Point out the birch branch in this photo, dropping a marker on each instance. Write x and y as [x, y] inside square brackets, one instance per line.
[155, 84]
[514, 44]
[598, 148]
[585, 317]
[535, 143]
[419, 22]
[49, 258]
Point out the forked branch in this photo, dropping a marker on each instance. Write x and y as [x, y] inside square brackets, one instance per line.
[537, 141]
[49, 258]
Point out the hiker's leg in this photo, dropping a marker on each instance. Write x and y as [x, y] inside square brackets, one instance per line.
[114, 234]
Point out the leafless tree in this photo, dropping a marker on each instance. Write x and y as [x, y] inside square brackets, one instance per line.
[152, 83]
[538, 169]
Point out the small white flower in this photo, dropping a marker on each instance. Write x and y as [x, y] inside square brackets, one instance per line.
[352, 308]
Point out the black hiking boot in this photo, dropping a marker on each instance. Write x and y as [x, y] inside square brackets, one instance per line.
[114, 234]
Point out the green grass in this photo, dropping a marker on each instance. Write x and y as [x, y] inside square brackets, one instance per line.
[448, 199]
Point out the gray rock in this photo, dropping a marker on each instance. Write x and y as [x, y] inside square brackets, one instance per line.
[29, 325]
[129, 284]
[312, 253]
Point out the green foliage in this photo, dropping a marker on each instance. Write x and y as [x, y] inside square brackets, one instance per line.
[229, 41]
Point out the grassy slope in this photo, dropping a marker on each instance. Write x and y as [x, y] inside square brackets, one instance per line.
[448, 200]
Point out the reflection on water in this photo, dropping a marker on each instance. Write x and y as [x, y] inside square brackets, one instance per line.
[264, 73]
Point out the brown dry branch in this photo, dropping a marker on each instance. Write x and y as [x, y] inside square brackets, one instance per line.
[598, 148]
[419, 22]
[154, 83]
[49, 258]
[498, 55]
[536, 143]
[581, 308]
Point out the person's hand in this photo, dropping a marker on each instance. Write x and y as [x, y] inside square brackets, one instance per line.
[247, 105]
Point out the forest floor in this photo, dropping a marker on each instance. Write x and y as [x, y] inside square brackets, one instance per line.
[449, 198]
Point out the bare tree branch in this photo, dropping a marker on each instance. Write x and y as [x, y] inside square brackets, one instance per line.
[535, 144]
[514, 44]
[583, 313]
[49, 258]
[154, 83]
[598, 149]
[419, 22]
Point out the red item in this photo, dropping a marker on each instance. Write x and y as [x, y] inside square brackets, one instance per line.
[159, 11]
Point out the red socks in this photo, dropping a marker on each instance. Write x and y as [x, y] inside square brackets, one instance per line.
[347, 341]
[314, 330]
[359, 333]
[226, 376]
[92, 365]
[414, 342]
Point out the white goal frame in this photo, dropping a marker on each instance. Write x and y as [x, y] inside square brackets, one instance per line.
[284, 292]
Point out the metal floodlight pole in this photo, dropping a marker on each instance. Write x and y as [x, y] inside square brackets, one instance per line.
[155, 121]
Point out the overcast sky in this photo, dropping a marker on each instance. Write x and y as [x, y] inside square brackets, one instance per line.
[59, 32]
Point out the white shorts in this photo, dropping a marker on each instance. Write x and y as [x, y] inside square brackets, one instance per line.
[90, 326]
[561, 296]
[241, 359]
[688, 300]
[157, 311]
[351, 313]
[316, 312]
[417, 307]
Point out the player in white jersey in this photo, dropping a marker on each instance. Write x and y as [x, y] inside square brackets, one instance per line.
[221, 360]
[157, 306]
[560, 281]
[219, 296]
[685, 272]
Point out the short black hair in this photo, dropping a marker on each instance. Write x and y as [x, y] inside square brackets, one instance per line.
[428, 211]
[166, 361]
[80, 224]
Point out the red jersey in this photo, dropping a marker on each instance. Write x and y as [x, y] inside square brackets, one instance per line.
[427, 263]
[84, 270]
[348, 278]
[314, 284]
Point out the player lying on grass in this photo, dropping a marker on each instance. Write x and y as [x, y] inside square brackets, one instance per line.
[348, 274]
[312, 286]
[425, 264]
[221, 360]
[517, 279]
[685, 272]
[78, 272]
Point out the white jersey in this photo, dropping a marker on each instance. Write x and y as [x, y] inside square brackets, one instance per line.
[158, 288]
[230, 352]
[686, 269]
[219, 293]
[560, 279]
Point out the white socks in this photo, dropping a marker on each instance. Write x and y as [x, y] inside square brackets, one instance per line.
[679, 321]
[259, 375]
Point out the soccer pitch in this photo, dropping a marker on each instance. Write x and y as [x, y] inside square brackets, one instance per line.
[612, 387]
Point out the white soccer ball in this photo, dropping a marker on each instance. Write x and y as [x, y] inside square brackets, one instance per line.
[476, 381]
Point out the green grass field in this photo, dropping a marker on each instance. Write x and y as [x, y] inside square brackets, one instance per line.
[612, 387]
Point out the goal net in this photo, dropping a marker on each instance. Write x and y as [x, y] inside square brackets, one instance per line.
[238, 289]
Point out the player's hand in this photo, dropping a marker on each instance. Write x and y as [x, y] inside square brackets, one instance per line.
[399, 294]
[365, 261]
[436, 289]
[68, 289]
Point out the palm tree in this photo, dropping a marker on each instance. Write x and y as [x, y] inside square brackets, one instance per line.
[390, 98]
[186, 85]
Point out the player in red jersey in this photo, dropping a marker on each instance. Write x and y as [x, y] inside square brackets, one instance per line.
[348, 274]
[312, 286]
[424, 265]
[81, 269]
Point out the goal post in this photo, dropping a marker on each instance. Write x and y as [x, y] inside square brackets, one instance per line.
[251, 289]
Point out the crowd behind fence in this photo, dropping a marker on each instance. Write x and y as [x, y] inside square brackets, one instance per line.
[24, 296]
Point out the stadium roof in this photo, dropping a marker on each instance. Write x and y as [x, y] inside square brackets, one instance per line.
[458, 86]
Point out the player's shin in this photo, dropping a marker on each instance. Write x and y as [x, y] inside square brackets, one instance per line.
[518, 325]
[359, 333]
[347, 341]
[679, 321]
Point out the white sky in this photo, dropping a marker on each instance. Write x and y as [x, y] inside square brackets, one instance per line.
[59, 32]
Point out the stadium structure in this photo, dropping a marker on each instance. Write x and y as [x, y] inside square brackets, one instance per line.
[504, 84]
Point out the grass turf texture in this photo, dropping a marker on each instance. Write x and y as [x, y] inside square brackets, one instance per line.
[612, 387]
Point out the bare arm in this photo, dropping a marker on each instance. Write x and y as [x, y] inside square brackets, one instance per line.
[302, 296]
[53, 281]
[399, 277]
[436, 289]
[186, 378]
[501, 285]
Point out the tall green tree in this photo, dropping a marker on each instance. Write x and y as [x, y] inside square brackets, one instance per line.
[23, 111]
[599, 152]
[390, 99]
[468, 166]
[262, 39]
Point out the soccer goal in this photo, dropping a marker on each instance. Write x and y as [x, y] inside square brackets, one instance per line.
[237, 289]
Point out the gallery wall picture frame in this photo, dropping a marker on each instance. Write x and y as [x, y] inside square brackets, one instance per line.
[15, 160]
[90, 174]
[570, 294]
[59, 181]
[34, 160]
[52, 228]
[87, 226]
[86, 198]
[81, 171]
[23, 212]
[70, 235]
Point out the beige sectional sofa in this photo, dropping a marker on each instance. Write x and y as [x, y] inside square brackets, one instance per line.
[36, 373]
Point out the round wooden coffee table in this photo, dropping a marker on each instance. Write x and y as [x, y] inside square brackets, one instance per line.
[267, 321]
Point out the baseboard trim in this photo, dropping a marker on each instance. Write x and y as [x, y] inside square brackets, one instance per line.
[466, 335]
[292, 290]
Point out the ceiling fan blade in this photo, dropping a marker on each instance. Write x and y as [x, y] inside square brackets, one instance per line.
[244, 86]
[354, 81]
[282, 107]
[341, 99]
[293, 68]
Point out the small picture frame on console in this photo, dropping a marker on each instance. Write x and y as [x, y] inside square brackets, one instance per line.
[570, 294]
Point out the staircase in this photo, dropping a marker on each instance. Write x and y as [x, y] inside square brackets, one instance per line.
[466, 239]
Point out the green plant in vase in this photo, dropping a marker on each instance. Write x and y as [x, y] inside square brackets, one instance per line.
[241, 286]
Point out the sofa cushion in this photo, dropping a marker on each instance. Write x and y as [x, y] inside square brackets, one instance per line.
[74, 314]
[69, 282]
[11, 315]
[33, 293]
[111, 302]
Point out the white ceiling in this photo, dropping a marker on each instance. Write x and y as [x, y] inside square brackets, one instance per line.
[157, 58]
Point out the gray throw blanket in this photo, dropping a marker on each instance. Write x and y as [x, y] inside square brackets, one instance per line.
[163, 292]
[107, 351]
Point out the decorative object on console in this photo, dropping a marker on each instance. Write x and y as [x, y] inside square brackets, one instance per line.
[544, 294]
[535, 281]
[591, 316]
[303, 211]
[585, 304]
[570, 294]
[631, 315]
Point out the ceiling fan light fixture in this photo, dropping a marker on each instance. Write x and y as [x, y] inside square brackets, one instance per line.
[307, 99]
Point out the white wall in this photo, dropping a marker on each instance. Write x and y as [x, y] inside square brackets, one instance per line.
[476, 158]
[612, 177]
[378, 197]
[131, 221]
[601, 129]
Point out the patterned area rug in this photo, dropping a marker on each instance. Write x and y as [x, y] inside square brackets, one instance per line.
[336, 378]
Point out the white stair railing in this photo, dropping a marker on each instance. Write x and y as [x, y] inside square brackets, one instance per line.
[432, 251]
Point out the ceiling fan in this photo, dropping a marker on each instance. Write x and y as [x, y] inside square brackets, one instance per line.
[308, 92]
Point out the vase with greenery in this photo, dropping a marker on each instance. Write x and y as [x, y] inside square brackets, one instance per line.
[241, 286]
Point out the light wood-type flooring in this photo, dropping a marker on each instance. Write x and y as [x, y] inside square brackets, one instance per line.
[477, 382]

**Work to complete**
Substitute "placing" for "dropping" in the stretch from the line containing "Point out the patterned" through the end of the rows. Give back only those lines, with everything else unchanged.

**Solution**
Point out the patterned area rug in this photo, placing a marker on each instance. Write x and y as [x, y] inside square brackets, one instance per line.
[336, 378]
Point out the white stair railing in this photo, placing a marker on each instance. Write x and y as [x, y] inside square brackets, one instance per line.
[432, 251]
Point out the ceiling fan in this photo, placing a marker on each instance. Write x and y as [x, y] inside square brackets, one instance per line.
[308, 92]
Point out the vase with greenery in this photo, placing a marker on each instance. Write x and y as [x, y] inside square brackets, one instance per line.
[241, 286]
Point out the light wood-type flooring in this photo, placing a marker on each instance. Write x and y as [x, y] inside square brackets, one instance per line.
[477, 382]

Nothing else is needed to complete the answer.